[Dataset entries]
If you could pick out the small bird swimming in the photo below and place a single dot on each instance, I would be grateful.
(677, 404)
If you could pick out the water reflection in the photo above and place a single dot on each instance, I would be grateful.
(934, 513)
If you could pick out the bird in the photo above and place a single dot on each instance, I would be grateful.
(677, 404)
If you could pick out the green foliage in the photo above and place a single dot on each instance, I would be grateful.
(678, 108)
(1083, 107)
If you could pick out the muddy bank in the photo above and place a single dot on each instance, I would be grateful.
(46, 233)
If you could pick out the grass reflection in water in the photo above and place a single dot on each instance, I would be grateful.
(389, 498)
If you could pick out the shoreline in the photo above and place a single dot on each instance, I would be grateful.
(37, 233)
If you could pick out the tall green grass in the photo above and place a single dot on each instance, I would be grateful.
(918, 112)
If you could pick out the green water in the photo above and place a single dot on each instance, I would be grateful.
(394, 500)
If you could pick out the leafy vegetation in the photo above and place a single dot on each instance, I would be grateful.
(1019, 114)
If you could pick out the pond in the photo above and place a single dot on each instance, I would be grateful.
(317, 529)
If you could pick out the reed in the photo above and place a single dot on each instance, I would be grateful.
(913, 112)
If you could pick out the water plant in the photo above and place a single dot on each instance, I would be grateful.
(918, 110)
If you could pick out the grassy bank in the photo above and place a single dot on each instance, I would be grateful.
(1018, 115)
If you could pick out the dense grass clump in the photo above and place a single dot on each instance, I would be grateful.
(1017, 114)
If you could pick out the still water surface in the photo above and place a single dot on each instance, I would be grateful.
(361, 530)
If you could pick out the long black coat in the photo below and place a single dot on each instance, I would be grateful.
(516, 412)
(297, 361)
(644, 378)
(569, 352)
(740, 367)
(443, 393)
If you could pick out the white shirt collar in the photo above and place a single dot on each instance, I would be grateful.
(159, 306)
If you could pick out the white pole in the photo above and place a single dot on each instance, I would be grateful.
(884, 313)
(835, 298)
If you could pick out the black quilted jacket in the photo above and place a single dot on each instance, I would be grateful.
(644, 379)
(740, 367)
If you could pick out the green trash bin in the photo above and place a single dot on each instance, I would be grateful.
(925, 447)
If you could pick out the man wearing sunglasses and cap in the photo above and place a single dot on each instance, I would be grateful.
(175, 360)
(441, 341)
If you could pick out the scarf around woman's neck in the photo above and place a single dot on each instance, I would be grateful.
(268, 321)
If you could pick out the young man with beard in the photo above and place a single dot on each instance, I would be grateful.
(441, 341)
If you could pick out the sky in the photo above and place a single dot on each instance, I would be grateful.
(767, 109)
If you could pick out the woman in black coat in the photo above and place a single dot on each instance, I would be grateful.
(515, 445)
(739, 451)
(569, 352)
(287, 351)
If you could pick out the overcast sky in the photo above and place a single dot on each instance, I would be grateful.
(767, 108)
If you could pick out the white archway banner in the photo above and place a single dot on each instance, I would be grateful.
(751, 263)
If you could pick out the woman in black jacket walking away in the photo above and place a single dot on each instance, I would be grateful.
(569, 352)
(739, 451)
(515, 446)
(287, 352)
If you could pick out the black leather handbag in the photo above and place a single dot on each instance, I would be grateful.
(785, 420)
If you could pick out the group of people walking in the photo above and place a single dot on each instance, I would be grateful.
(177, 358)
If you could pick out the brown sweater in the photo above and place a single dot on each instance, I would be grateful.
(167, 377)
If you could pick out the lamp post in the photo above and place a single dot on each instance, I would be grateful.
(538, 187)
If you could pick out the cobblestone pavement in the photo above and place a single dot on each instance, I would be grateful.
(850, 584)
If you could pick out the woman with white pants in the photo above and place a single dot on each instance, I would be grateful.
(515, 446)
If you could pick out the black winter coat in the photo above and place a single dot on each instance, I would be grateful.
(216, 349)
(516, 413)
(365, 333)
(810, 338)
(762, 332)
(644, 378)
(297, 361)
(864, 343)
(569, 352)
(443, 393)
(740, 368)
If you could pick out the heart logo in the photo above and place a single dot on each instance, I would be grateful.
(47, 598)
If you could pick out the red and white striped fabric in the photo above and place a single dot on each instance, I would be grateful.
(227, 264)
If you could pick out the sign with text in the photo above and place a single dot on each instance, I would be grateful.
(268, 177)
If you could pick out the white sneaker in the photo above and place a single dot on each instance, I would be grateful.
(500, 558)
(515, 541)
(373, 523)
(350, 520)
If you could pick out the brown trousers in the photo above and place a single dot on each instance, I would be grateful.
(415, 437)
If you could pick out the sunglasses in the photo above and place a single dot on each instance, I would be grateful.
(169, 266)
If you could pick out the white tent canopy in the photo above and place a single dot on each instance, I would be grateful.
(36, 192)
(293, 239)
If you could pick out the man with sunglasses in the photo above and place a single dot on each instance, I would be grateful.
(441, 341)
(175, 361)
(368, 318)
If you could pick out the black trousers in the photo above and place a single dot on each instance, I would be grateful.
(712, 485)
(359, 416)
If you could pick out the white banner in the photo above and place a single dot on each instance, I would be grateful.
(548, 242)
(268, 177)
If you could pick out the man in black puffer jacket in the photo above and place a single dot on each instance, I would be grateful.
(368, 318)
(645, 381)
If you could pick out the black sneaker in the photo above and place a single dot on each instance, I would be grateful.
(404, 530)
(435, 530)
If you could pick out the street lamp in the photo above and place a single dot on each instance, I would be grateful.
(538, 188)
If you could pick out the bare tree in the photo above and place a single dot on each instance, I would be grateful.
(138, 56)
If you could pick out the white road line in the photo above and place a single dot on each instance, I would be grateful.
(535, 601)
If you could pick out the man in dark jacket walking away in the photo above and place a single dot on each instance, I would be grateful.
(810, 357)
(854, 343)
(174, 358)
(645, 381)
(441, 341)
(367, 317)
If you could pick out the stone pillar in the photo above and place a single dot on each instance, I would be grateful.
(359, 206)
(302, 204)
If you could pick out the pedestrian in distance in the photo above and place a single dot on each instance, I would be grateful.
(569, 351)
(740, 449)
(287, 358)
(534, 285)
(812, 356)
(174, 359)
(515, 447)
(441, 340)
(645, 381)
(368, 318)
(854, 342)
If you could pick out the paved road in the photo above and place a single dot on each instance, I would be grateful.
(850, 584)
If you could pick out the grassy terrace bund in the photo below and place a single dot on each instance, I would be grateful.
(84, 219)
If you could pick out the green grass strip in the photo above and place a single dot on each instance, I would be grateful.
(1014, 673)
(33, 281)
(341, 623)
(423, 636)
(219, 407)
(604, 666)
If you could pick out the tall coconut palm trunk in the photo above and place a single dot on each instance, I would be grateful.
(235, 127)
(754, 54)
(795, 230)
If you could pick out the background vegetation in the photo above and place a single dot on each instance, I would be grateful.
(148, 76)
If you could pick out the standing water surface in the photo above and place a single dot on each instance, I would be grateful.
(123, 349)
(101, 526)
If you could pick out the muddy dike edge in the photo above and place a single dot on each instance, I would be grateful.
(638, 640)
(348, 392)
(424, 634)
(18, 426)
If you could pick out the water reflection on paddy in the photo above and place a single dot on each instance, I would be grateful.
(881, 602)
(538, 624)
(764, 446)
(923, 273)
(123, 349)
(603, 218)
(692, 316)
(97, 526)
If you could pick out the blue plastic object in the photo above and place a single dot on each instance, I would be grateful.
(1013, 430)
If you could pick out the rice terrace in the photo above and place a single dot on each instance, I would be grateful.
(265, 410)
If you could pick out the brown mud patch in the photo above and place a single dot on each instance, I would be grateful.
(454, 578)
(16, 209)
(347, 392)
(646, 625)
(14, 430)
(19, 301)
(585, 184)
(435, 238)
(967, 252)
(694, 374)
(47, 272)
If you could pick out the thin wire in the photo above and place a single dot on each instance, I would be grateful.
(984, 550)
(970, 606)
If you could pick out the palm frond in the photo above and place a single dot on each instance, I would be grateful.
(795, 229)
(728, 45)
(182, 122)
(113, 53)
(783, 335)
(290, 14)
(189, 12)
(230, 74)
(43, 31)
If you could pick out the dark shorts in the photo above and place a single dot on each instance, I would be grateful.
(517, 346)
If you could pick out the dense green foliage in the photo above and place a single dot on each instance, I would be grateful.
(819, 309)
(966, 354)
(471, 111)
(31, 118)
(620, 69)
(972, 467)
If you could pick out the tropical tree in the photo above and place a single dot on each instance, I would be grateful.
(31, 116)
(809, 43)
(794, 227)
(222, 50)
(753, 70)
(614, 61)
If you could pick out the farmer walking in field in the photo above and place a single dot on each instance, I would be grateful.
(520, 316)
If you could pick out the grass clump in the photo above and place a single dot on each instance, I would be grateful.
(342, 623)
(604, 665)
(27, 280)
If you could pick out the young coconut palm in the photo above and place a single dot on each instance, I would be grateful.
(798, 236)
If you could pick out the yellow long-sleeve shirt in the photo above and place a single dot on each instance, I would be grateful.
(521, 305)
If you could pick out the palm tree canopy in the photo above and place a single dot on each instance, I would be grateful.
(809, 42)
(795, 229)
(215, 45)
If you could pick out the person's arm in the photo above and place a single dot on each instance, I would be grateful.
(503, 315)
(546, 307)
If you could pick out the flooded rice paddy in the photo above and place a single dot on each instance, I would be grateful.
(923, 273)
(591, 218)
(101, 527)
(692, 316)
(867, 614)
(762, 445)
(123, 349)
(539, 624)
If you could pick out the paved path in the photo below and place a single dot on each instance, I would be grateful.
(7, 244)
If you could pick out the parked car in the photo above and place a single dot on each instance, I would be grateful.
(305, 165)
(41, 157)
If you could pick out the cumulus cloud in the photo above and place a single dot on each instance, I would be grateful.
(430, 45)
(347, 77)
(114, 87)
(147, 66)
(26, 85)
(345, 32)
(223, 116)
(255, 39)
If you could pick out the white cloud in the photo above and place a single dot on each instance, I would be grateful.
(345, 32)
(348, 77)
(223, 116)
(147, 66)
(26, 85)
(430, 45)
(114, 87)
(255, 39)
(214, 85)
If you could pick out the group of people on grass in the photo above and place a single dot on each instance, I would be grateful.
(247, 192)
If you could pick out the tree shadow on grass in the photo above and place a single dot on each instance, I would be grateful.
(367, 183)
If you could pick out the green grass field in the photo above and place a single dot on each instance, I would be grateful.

The task: Set down exactly the lines that begin with the one containing "If you could pick out the paved path" and end with the last line above, and no others.

Answer box:
If you could pick out the paved path in the photo below and place a single dot on each instance, I would be grateful.
(7, 244)
If you could pick out the parked car in the photo above and place a single dot on each instance, I would be grateful.
(305, 165)
(41, 157)
If you could pick out the cumulus cloud in the photo above and place a single dot on each instance, I would be grateful.
(430, 45)
(347, 77)
(114, 87)
(147, 66)
(26, 85)
(345, 32)
(223, 116)
(255, 39)
If you could pick out the white cloud in the photo above and place a single dot on each instance, I would be grateful.
(345, 32)
(348, 77)
(223, 116)
(147, 66)
(26, 85)
(430, 45)
(114, 87)
(255, 39)
(214, 85)
If you could pick out the group of people on grass in the photo above and place a single dot on each instance, I would be grateful.
(247, 192)
If you could pick out the tree shadow on grass in the photo above and place a single dot on each instance, I would be grateful.
(367, 183)
If you could pick out the green grass field in the photo above and place a single dot on each instance, I would be grateful.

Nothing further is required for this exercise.